▶ EXERCISE 1: From the Central Florida tourism article, quote the passage between "ORLANDO, Fla. –" and "College of Hospitality.", inclusive.
▶ EXERCISE 2:
Answer these questions from the Central Florida tourism article:
(a) What capacity did Disney World and Universal theme parks reach during the holiday season?
(b) According to Croes, when might business travel recover?
(c) By how much is Orlando's hotel demand forecasted to grow by 2021?

▶ STUDY TEXT:

ORLANDO, Fla. – The Central Florida hospitality industry seems to be bouncing back from the havoc the pandemic caused in 2020, according to research by Rosen College of Hospitality.
“What we have seen is basically what we expected based on our research back in early summer,” Robertico Croes, the associate dean of the college said. “Particularly the theme parks have been an important attraction to metro Orlando and Central Florida so that is what we’ve seen. We have seen a surge in traffic at MCO, we have seen a surge in demand at hotels.”
During the holiday season, attractions like Disney World and Universal theme parks hit 35 percent capacity; a sign researchers said showed the industry is starting to recover.
“We expect an uptick which means a surge based on demand from the leisure travel and that will go very very quickly as we move with more and more with the administration of the vaccine,” Croes said. “Metro Orlando consists of leisure travel but also business travel. So what we will see is a continuous steady improvement in leisure travel.”
Croes added theme park attendance serves as a good barometer of what to expect for the future of Central Florida’s tourism and economy. But the same can’t be said for the business industry. Croes believes there’s still a long way to recovery and go back to how businesses operated prior to COVID-19.
“The pandemic has changed dramatically the way we do business, the way business is communicated with each other and so on,” he said. “What we will not see is that same speed of recovery in business travel. That will take longer. It may be at the end of 2022 or early 2023.”
In a statement Visit Orlando said:
Domestic visitation will recover prior to the return of international visitation. Travel is predicted to gain momentum starting the summer of 2021, assuming a successful rollout of the vaccine by end of the second quarter. By 2021, Orlando’s hotel demand is forecasted to grow 55% which will bring it to 67% of the pre-pandemic level.

▶ PROVIDED DATA:

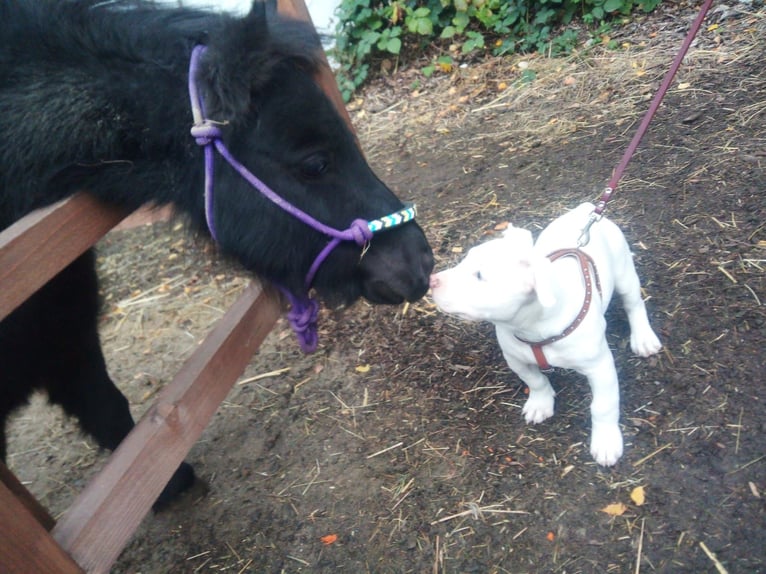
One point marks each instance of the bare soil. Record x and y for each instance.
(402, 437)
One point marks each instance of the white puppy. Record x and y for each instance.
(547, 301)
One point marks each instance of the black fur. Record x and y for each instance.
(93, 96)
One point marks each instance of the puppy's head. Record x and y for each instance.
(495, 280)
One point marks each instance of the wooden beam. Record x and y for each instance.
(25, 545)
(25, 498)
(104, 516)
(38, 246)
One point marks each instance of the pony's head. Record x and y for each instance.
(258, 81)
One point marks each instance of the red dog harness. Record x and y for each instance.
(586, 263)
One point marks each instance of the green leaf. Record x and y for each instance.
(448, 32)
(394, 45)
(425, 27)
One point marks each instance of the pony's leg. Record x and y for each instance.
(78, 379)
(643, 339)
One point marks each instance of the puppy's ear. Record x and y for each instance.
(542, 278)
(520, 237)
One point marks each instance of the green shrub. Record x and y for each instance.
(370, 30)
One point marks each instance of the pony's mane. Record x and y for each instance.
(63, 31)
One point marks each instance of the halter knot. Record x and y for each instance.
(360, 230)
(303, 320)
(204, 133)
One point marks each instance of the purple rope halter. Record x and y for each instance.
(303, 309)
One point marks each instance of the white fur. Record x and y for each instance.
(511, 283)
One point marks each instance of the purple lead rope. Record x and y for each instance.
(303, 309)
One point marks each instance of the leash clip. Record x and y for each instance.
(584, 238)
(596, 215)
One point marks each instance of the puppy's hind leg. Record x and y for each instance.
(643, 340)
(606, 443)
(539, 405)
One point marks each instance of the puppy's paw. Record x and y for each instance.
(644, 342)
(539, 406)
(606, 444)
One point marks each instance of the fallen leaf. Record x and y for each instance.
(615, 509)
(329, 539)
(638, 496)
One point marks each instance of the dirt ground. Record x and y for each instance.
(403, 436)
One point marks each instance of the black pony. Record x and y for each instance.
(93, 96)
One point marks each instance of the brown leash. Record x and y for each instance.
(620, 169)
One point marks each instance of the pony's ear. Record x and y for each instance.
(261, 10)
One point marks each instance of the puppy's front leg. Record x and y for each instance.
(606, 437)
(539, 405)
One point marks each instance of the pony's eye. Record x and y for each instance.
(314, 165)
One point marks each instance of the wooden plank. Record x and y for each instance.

▶ EXERCISE OUTPUT 1:
ORLANDO, Fla. – The Central Florida hospitality industry seems to be bouncing back from the havoc the pandemic caused in 2020, according to research by Rosen College of Hospitality.

▶ EXERCISE OUTPUT 2:
(a) 35 percent
(b) At the end of 2022 or early 2023
(c) 55%, bringing it to 67% of the pre-pandemic level